### Task details
Every entry below needs to be copied exactly.

### Data shown
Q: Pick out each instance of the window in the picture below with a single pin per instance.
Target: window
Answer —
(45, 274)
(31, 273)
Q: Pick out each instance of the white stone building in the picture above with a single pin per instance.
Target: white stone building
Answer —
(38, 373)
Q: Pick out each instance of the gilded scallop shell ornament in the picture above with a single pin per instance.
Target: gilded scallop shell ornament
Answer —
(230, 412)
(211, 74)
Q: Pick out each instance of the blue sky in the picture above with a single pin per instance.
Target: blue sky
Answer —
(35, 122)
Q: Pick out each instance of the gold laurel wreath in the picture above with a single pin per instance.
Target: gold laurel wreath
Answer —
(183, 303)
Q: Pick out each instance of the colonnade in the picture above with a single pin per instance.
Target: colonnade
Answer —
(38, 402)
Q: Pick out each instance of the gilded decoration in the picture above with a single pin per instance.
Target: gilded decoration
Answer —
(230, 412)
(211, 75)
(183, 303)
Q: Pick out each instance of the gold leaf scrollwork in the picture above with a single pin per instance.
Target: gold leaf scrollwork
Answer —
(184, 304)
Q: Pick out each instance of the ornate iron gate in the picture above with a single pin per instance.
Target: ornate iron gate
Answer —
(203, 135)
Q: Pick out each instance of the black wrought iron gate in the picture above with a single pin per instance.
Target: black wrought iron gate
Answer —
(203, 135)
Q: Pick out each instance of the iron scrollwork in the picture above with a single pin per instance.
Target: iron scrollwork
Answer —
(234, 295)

### Answer to this task
Q: Pick out each instance of the window in the picture below with a single pin per instance.
Target: window
Answer —
(45, 274)
(31, 273)
Q: Pick out each instance of the white stone building in the picture above with a single pin per instance.
Target: white stone building
Answer —
(38, 373)
Q: Pick out each instance of the gilded scallop shell ornament in the picture above with a single pin per instance.
Target: gilded scallop shell ornament
Answer —
(230, 412)
(211, 74)
Q: Pick out each instance of the blue sky in the picture above with a single pin per instance.
Target: blue sky
Answer —
(35, 122)
Q: Pick out each instance of the gold laurel wreath in the picture above with a single pin per instance.
Target: gold laurel wreath
Answer —
(183, 303)
Q: Pick out each instance of the colonnade in the picture above with a single pin per instance.
Target: colonnade
Answer —
(38, 402)
Q: Pick out each instance of the gilded decoration in the picture above with a single pin per instance.
Target: gilded decoration
Answer —
(230, 412)
(211, 75)
(183, 303)
Q: Pick out each instance of the gold leaf scrollwork in the picture above with a single pin per instance.
Target: gold leaf scrollwork
Answer —
(184, 304)
Q: Pick out each instance of the ornate iron gate in the picture above with a single pin per instance.
Target: ornate iron gate
Answer —
(203, 135)
Q: Pick out each instance of the black wrought iron gate in the picture above with a single pin per instance.
Target: black wrought iron gate
Answer —
(203, 135)
Q: Pick out each instance of the iron scrollwork in the picture above with a single pin per instance.
Target: iron scrollwork
Answer —
(234, 295)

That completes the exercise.